MATERIAL PROVIDED:
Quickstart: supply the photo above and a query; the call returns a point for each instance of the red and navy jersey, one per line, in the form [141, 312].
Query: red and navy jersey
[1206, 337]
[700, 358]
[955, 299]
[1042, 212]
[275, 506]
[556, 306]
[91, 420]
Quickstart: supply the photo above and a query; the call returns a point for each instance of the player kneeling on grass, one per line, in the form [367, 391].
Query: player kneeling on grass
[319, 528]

==

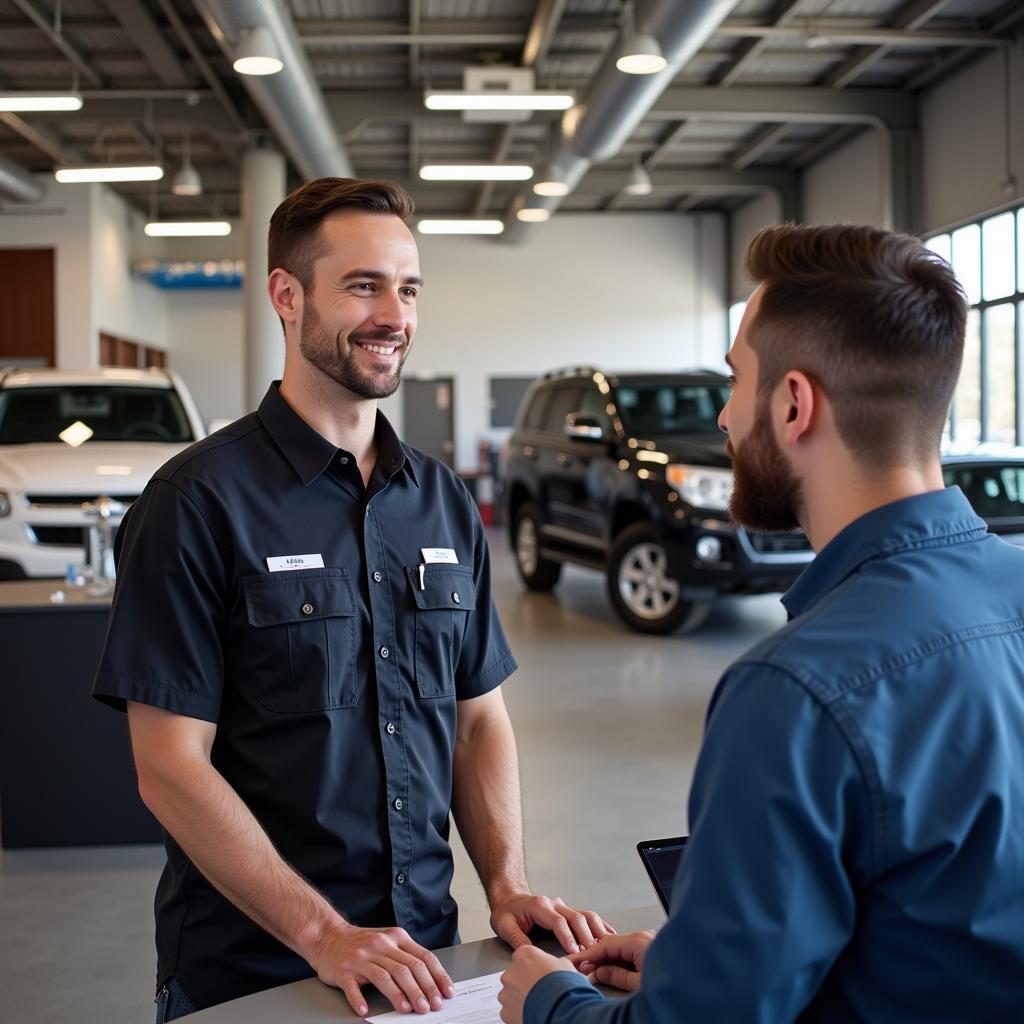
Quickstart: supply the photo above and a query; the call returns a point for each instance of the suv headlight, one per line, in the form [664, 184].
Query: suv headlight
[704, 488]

YOUR INSTRUCTIONS: Check each line above for "call" and return the ones that have it.

EXERCISE RESPONSE:
Quickstart: supply the photo above and a query; the call returns a point for each instance of the red and navy jersey, one per line, in the form [141, 312].
Quickstart: supply the photo above and a query; the call returns a point for each instance of the player kneeling on grass, one per line, in the form [367, 391].
Quickstart: supply the photo above and a query; the call returns a point for each instance of the suv headlight, one per line, in the form [664, 184].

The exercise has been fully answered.